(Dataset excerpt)

-- START --

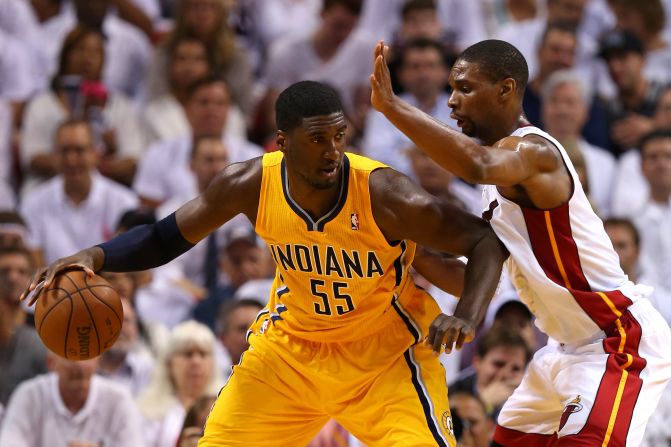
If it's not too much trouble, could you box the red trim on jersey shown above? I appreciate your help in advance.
[494,425,557,447]
[520,206,632,329]
[557,311,647,447]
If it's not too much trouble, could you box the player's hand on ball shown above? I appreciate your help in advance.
[426,314,475,354]
[370,40,396,112]
[20,248,100,306]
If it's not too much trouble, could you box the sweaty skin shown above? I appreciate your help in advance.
[24,112,508,352]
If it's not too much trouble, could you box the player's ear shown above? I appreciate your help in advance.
[499,78,517,101]
[275,130,287,154]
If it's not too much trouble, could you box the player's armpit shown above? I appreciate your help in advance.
[176,157,263,244]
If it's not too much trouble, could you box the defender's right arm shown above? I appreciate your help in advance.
[21,158,263,304]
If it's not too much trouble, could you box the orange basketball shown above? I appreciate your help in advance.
[35,270,123,360]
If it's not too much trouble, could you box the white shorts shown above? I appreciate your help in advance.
[494,299,671,447]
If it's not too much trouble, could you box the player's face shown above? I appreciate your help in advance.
[277,112,347,189]
[447,59,499,137]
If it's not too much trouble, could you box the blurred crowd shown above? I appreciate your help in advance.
[0,0,671,447]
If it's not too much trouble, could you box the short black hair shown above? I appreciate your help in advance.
[401,0,437,20]
[638,129,671,155]
[457,39,529,97]
[275,81,343,132]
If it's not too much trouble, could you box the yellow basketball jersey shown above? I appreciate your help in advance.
[256,151,415,342]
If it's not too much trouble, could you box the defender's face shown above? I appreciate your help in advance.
[277,112,347,189]
[447,59,498,137]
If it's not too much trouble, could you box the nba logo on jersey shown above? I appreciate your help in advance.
[349,213,359,230]
[559,395,582,430]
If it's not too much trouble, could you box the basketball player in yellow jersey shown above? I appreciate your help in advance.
[29,81,507,447]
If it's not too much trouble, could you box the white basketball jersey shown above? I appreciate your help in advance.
[482,126,651,343]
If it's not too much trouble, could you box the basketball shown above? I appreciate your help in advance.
[35,270,123,360]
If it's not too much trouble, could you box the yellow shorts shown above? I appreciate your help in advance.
[198,290,456,447]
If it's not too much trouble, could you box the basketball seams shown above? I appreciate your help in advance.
[83,276,123,326]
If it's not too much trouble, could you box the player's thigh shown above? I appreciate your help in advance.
[198,340,328,447]
[494,346,563,447]
[336,344,455,447]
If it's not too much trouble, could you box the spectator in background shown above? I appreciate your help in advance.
[626,130,671,296]
[612,87,671,216]
[193,231,275,331]
[362,39,456,176]
[450,391,494,447]
[542,70,616,216]
[21,27,144,191]
[177,395,217,447]
[608,0,671,84]
[0,245,46,408]
[133,76,262,209]
[138,321,223,447]
[449,326,532,420]
[603,217,671,324]
[217,298,263,373]
[0,353,144,447]
[599,30,665,157]
[98,295,154,396]
[21,120,138,263]
[149,0,253,116]
[257,0,375,141]
[406,146,482,216]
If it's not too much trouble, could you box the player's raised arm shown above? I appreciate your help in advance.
[21,158,262,304]
[370,42,561,186]
[369,169,508,351]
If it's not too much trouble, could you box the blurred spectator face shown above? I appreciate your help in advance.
[653,88,671,129]
[63,32,105,81]
[182,0,225,36]
[169,40,210,89]
[0,251,33,306]
[47,352,98,401]
[400,9,443,42]
[538,29,577,76]
[191,138,228,191]
[108,298,140,355]
[221,238,275,289]
[548,0,587,27]
[186,82,230,137]
[399,48,448,101]
[56,123,98,184]
[219,306,261,364]
[321,4,359,47]
[605,224,639,273]
[542,82,588,138]
[641,138,671,194]
[169,344,214,396]
[450,393,494,447]
[473,346,526,388]
[408,147,454,195]
[606,52,645,92]
[74,0,110,29]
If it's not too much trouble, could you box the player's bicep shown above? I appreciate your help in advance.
[176,158,262,243]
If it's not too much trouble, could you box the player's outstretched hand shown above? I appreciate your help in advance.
[426,314,475,354]
[20,247,102,306]
[370,40,396,113]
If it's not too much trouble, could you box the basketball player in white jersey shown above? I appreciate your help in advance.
[371,40,671,447]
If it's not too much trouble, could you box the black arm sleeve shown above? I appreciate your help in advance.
[98,213,193,272]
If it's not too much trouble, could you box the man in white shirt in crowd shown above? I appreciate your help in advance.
[21,120,138,263]
[627,130,671,290]
[0,353,143,447]
[603,217,671,324]
[541,70,616,216]
[98,297,154,396]
[362,39,456,177]
[133,76,262,208]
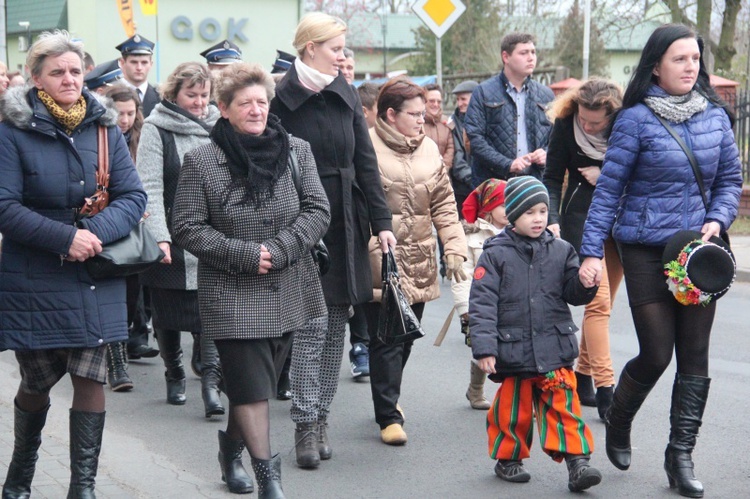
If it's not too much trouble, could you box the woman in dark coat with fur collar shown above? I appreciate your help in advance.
[0,31,146,498]
[271,12,396,467]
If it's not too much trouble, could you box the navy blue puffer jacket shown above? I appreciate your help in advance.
[0,88,146,350]
[580,85,742,258]
[466,72,555,187]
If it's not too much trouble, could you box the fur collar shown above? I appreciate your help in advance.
[0,85,117,130]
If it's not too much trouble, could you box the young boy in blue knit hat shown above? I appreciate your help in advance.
[469,176,602,492]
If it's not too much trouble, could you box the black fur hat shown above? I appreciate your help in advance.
[662,230,737,305]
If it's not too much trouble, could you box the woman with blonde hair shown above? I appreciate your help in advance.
[271,12,396,468]
[136,62,224,418]
[544,79,622,419]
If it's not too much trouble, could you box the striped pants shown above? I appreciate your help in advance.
[487,368,594,462]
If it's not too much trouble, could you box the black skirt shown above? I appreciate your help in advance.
[216,332,294,405]
[149,288,203,333]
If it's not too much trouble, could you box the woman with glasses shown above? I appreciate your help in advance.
[271,12,396,468]
[364,77,467,445]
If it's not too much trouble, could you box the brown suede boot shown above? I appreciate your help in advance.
[466,362,491,411]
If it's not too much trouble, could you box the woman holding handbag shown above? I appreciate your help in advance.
[543,78,622,420]
[580,24,742,497]
[104,85,148,392]
[271,12,396,468]
[174,63,330,499]
[136,62,224,418]
[0,31,146,497]
[364,77,467,445]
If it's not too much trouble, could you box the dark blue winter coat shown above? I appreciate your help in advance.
[466,72,555,187]
[0,88,146,350]
[469,228,598,381]
[581,85,742,258]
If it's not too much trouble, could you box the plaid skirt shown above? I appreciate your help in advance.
[16,345,107,395]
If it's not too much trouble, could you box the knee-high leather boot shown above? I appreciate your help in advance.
[3,403,49,499]
[200,335,224,418]
[68,409,106,499]
[605,367,656,470]
[664,373,711,497]
[156,329,185,405]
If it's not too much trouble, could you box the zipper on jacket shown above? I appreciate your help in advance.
[563,182,581,215]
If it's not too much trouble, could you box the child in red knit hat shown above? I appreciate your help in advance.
[451,178,508,410]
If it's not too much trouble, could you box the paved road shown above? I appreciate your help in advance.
[0,283,750,499]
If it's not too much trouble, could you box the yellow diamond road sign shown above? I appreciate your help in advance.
[411,0,466,38]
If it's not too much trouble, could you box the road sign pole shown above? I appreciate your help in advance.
[435,36,443,88]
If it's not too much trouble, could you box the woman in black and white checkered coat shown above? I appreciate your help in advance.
[174,63,330,497]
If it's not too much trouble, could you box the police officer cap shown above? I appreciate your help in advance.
[115,33,154,57]
[451,80,479,94]
[271,50,296,74]
[201,40,242,64]
[83,59,122,90]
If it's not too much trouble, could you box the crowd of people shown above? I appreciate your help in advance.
[0,13,742,498]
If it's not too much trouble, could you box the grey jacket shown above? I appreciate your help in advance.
[173,138,331,340]
[136,102,220,290]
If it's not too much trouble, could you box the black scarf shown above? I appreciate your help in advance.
[211,114,289,208]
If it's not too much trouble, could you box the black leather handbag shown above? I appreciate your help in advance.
[378,251,424,345]
[289,141,331,275]
[79,126,165,279]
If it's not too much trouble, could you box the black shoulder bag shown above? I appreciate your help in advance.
[652,111,729,244]
[377,251,424,345]
[289,144,331,275]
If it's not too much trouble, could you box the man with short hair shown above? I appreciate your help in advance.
[357,81,380,128]
[423,83,453,170]
[466,33,554,187]
[201,40,242,71]
[339,48,354,85]
[448,80,479,215]
[83,59,122,95]
[115,34,161,118]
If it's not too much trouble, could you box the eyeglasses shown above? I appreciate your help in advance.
[402,111,427,120]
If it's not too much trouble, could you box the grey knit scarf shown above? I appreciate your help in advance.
[643,90,708,123]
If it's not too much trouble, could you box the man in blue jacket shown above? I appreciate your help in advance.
[466,33,554,187]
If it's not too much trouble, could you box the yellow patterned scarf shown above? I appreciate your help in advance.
[37,90,86,135]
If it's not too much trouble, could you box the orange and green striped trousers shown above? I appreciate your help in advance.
[487,368,594,462]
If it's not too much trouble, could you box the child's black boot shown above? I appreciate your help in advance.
[495,459,531,483]
[565,454,602,492]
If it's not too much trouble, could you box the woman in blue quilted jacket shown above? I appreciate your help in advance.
[581,24,742,497]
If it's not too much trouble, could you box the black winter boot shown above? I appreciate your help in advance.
[3,403,49,499]
[155,329,186,405]
[107,342,133,392]
[190,333,203,378]
[596,385,615,423]
[664,373,711,497]
[575,371,596,407]
[605,366,656,470]
[294,423,320,468]
[219,430,255,494]
[318,419,333,461]
[251,454,286,499]
[200,335,224,418]
[68,409,106,499]
[565,454,602,492]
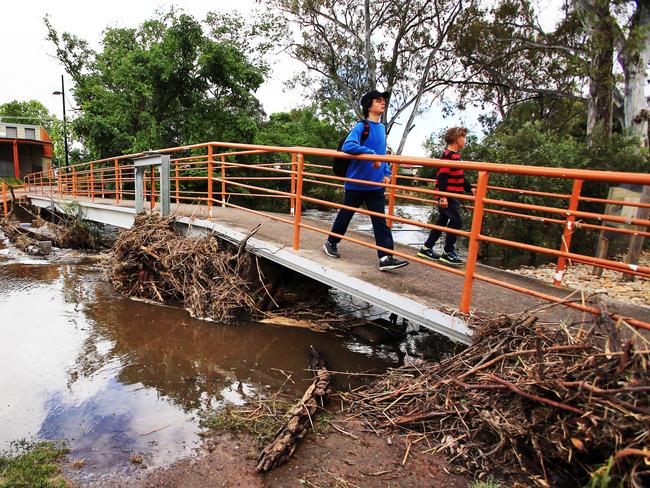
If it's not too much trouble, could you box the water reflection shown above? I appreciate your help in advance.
[0,262,393,474]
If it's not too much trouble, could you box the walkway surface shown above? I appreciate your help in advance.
[26,195,650,334]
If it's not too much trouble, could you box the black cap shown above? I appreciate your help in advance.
[359,90,390,112]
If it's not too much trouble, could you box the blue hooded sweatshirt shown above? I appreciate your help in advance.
[341,120,392,190]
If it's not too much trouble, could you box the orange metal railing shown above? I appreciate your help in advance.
[20,142,650,329]
[0,181,25,217]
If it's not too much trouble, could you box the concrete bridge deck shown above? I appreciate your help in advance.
[29,194,650,343]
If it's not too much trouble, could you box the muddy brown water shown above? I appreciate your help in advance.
[0,234,398,481]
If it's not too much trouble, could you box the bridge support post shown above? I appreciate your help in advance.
[460,171,490,313]
[293,154,305,251]
[386,163,399,229]
[133,153,170,217]
[208,144,212,218]
[158,156,171,217]
[135,167,144,214]
[2,181,9,217]
[553,180,583,286]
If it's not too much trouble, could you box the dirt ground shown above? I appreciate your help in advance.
[90,419,469,488]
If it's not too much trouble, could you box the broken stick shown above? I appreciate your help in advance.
[257,346,332,472]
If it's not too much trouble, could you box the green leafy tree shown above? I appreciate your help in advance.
[45,10,267,157]
[240,106,344,208]
[266,0,464,154]
[426,112,647,264]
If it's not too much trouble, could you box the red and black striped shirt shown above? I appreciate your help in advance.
[436,149,472,193]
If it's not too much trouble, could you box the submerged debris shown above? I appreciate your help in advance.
[343,315,650,486]
[0,203,102,255]
[256,347,332,472]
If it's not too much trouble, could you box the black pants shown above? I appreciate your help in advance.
[327,190,393,258]
[424,198,463,252]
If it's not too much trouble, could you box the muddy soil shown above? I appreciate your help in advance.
[91,418,469,488]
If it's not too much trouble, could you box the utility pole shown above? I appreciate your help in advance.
[52,75,70,167]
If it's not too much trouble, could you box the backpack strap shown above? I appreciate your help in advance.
[359,119,370,145]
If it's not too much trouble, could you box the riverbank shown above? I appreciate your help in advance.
[515,251,650,307]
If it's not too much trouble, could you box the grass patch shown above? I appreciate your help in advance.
[0,440,68,488]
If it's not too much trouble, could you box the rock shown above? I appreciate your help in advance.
[38,241,52,256]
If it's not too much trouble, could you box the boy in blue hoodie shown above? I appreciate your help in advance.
[323,90,408,271]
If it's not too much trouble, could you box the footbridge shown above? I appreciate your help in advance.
[10,142,650,343]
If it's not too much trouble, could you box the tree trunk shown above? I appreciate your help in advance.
[618,0,650,147]
[580,0,615,140]
[397,49,438,154]
[363,0,377,90]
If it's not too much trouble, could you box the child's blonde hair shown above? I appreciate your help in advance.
[445,127,467,144]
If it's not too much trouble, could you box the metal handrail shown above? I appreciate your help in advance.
[20,142,650,329]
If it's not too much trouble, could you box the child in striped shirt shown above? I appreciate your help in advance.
[418,127,476,265]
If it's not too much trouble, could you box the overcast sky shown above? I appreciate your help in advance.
[0,0,557,156]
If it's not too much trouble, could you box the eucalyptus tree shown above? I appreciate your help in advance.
[449,0,650,146]
[266,0,471,153]
[45,10,268,157]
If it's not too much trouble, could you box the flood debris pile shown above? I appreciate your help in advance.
[344,316,650,487]
[0,203,102,255]
[105,214,326,322]
[106,214,264,322]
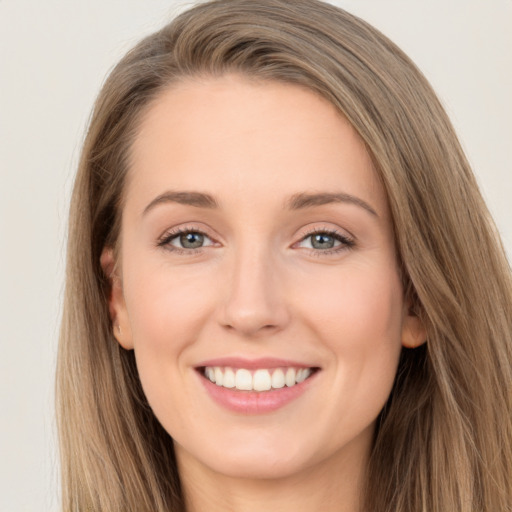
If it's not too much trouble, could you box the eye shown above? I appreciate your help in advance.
[298,230,354,252]
[158,229,213,251]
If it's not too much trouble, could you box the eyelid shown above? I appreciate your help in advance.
[293,226,356,256]
[156,224,219,254]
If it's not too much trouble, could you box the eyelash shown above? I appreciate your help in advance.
[157,227,355,257]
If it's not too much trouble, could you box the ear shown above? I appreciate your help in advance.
[100,247,133,350]
[402,305,427,348]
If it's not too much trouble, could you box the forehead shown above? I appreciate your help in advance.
[127,75,387,218]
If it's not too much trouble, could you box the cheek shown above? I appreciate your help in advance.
[304,260,403,404]
[125,260,215,353]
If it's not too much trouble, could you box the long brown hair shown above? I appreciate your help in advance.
[57,0,512,512]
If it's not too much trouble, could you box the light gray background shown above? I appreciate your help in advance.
[0,0,512,512]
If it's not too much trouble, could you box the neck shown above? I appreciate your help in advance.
[176,438,368,512]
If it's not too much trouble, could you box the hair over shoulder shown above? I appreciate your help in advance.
[57,0,512,512]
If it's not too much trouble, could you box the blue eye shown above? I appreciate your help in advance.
[299,231,354,252]
[158,230,213,251]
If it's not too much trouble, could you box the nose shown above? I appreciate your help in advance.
[220,246,289,338]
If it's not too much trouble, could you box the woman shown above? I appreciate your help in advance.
[57,0,512,512]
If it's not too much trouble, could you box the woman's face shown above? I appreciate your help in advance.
[107,76,423,477]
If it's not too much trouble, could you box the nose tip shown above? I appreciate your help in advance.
[221,254,289,337]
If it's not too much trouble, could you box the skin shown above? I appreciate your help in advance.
[102,75,425,512]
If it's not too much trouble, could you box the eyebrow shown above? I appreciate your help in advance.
[143,191,378,217]
[143,191,219,215]
[287,192,378,217]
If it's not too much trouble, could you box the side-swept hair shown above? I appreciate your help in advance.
[57,0,512,512]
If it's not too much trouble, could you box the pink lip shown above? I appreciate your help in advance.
[196,357,313,370]
[197,358,319,415]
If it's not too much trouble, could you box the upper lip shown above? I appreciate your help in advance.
[196,357,317,370]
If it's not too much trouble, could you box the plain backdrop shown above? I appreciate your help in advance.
[0,0,512,512]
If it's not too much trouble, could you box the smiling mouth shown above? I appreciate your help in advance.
[197,366,320,392]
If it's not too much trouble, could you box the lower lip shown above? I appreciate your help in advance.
[199,372,318,414]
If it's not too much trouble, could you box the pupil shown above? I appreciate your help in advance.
[312,235,334,249]
[180,233,204,249]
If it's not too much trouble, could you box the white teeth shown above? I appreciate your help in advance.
[222,368,235,388]
[284,368,295,388]
[272,368,284,389]
[235,369,252,391]
[204,366,313,391]
[214,367,224,386]
[252,370,272,391]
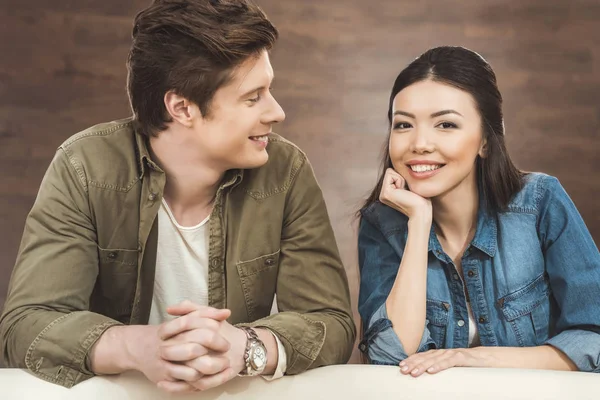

-- END --

Please put the lines of the items above into a JSON list of strings, one string per line, starting at the beginning of the items and stopping after the line that contains "[482,126,651,343]". Leave out blank lines and the pictures.

[
  "If it's not too much trouble, could you box the red trim on jersey shown above? I appreciate your help in advance.",
  "[494,425,557,447]",
  "[520,206,632,329]",
  "[557,311,647,447]",
  "If it's not too much trouble, could you box the player's hand on ball shown above? I appreciate your help in advance.",
  "[426,314,475,354]",
  "[370,40,396,112]",
  "[20,248,100,306]",
  "If it's not too much trouble, could you box the sweaty skin shown above? I appreciate your help in advance.",
  "[24,112,508,352]",
  "If it's not too much trouble, could you box the player's ear shown above? I appreciate your help in advance.",
  "[499,78,517,101]",
  "[275,130,287,154]",
  "If it's not too much trouble, could you box the player's armpit shown above? I appreciate your help in advance.",
  "[176,157,263,244]",
  "If it's not too much trouble, could you box the defender's right arm shown above? I appreciate your help in advance.",
  "[21,158,263,304]",
  "If it's not too much trouble, could you box the orange basketball shown above? I appreciate your help in advance.",
  "[35,270,123,360]",
  "If it's not too much trouble, could you box the white shorts shown above? I appreciate your help in advance.",
  "[494,299,671,447]",
  "If it's not too much trouble, could you box the player's face shown above? I appreciate your help in advance.",
  "[277,112,347,189]",
  "[447,59,499,137]",
  "If it's not too much trouble, could you box the blurred crowd shown above? I appreciate your help in advance.",
  "[0,0,671,447]",
  "If it's not too much trouble, could you box the short black hair shown above? I appreciate your help in advance.",
  "[401,0,437,20]",
  "[638,129,671,155]",
  "[457,39,529,97]",
  "[275,81,343,132]",
  "If it's not too much trouble, could you box the yellow basketball jersey shown above? I appreciate your help in advance.",
  "[256,151,415,342]",
  "If it's not too much trouble, could you box the defender's face shown above? I appreciate your help in advance.",
  "[277,112,347,189]",
  "[447,59,498,137]",
  "If it's not too much trouble, could you box the nba logo on jersey shown above? I appreciate your help in advance.",
  "[349,213,359,230]",
  "[559,395,582,430]",
  "If it's not too much trouble, could you box the basketball player in yellow jersey shown above? I appreciate your help in advance.",
  "[29,81,507,447]",
  "If it's not too much trouble, could you box the white basketball jersey shown above? I appreciate your help in advance.",
  "[482,126,651,343]"
]